*** Texto de referência
O pesqueiro: do ápice ao completo abandono
A memória mais marcante, no entanto, vem do restaurante e pesque-pague da família, famoso por sua comida e pelo atendimento, aspectos destacados por todos ouvidos pela reportagem. “Minha esposa tem deficiência e ‘Tonhão’ fazia questão de abrir a porta do carro e ampará-la até a mesa”, lembra o morador Deusdide Vieira da Silva, 66 anos.
Hoje, a propriedade onde fica o pesqueiro está congelada no tempo. Pratos sujos na pia, roupas espalhadas na casa e ainda penduradas no varal, uma rede estendida no quintal. A cena, inalterada, contrasta com as lembranças de domingos em família e a boa comida servida no empreendimento, que perdeu vigor após a estiagem de 2023, quando seus tanques secaram.

As vítimas: o artesão e os paulistas
Se de um lado estão os suspeitos, do outro estão os desaparecidos, entre eles Alencar Gonçalves. Morador em Icaraíma, ele é descrito por amigos como um homem de “talento ímpar para a madeira”. Alencar é conhecido como um dos melhores construtores de porteiras da região, com trabalhos realizados em várias propriedades em diferentes localidades.
“É difícil continuar a vida, mas ela não pode parar. Diariamente, a todo instante, eu penso no meu irmão e a tônica da família é: ‘enquanto não temos notícias, ele está vivo’. E assim, a cada minuto, estamos esperando a sua chegada”, afirma Alesandra Gonçalves de Souza, 37 anos, irmã de Alencar.

O percurso do sumiço
Os três paulistas ficaram hospedados no Hotel e Restaurante Harmonia, em Douradina, a 40 km de Icaraíma. A hospedaria tem uma clientela formada por americanos, chineses e japoneses que prestam serviços para o Grupo Gazin. Eles chegaram a brincar com o fato de um dos quartos reservados ser de número 13. Em seguida, tomaram achocolatado e foram dormir.
******
**Tarefas escritas:**
a: Reproduza, da reportagem sobre os desaparecidos de Icaraíma, o trecho que vai de "O pesqueiro: do" até "seus tanques secaram.".
b: Prossiga com a reportagem sobre os desaparecidos de Icaraíma a partir do ponto em que ela termina.
Não é preciso consultar a listagem.
*** Linhas armazenadas
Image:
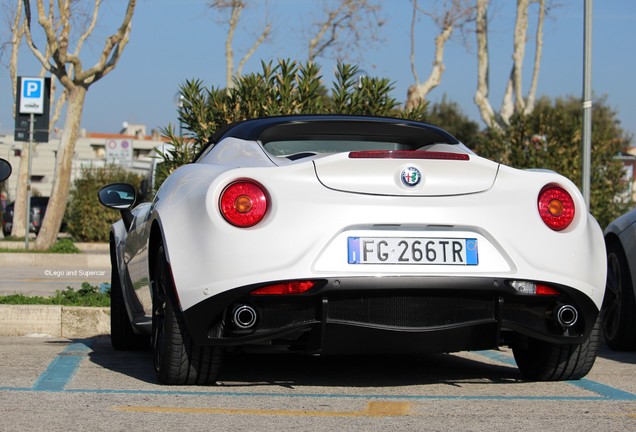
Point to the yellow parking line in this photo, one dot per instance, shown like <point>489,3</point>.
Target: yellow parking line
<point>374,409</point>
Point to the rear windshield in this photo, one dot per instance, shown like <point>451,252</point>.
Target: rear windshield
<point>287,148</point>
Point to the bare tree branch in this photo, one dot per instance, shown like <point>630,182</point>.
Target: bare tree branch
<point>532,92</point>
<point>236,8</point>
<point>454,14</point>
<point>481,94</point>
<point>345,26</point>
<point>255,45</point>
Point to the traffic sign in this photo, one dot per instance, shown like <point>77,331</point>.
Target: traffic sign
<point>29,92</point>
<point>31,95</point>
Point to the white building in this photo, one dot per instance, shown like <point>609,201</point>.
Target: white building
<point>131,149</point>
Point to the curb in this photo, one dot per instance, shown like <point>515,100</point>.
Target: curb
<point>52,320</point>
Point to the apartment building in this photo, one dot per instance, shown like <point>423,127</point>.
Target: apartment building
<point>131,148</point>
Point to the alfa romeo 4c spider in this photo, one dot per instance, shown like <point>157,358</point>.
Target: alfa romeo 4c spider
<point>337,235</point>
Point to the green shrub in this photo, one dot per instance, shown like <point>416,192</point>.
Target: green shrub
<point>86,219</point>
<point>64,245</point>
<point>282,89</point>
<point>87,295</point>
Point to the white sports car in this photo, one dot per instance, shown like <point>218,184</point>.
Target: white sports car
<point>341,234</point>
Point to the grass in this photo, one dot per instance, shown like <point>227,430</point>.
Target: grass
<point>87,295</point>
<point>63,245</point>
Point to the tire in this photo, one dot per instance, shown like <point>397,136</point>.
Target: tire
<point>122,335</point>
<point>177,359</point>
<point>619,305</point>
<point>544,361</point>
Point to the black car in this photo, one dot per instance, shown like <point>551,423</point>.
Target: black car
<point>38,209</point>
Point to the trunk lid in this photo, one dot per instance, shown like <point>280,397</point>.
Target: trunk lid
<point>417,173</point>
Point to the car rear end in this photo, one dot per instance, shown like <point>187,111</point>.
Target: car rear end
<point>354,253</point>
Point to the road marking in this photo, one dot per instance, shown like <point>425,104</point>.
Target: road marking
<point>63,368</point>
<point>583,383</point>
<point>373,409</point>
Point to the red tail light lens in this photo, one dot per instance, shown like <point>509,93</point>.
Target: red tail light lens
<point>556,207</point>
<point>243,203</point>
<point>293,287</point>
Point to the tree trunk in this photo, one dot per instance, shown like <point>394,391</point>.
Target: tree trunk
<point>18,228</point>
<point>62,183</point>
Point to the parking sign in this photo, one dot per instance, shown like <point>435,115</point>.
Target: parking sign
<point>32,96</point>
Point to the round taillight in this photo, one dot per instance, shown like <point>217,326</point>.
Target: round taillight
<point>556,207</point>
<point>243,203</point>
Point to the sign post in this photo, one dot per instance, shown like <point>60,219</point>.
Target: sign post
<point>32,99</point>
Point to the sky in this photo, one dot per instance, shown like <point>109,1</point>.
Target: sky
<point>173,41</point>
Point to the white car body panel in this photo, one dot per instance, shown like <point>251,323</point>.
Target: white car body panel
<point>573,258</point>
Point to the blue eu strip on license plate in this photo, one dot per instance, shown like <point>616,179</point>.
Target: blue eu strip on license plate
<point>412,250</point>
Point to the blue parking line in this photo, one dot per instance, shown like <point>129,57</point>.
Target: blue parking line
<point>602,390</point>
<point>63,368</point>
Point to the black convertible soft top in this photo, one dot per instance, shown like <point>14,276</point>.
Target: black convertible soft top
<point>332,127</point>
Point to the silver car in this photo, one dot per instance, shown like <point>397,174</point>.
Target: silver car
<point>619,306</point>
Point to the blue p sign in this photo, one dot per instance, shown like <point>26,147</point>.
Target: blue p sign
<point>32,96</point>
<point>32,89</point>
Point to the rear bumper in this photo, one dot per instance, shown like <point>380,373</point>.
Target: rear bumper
******
**Os resultados:**
a:
O pesqueiro: do ápice ao completo abandono
A memória mais marcante, no entanto, vem do restaurante e pesque-pague da família, famoso por sua comida e pelo atendimento, aspectos destacados por todos ouvidos pela reportagem. “Minha esposa tem deficiência e ‘Tonhão’ fazia questão de abrir a porta do carro e ampará-la até a mesa”, lembra o morador Deusdide Vieira da Silva, 66 anos.
Hoje, a propriedade onde fica o pesqueiro está congelada no tempo. Pratos sujos na pia, roupas espalhadas na casa e ainda penduradas no varal, uma rede estendida no quintal. A cena, inalterada, contrasta com as lembranças de domingos em família e a boa comida servida no empreendimento, que perdeu vigor após a estiagem de 2023, quando seus tanques secaram.

b:
No dia seguinte, tomaram café, seguiram viagem e passaram para pegar Alencar. Fizeram uma parada na padaria KiPão, em Icaraíma. Alencar tomou apenas uma água e o restante optou por café. Um deles comprou um pote de jurubeba em conserva, lembra o atendente e caixa, Gabriel Machado Manzole, 21 anos.
Coincidência ou não, Paulo, o filho de Tonhão, trabalhou anos antes em um posto de combustíveis em frente à mesma padaria. “Era um rapaz simpático, educado, comum. A irmã dele, morta em um acidente de réveillon na mesma estrada, também trabalhou no local”, lembra um cliente frequente, que conversou com OBemdito.

O silêncio da investigação
A Polícia Civil mantém silêncio sobre o caso que agora está sob sigilo de justiça. A principal linha de investigação aponta para homicídio, mas não descarta outras hipóteses. Celulares, câmeras e registros continuam em análise. Pai e filho Buscariollo seguem foragidos e qualquer informação (verídica) que indique o paradeiro deles pode ser passada para a polícia por meio do telefone 181.
Enquanto isso, a vida em Icaraíma segue. O gado precisa ser ordenhado, a mandioca colhida. Entretanto, a sensação é de que o caso se tornou parte da paisagem. Um fantasma silencioso que todos sabem estar ali, observando, toda vez que um carro estranho diminui a marcha na poeira das estradas da região.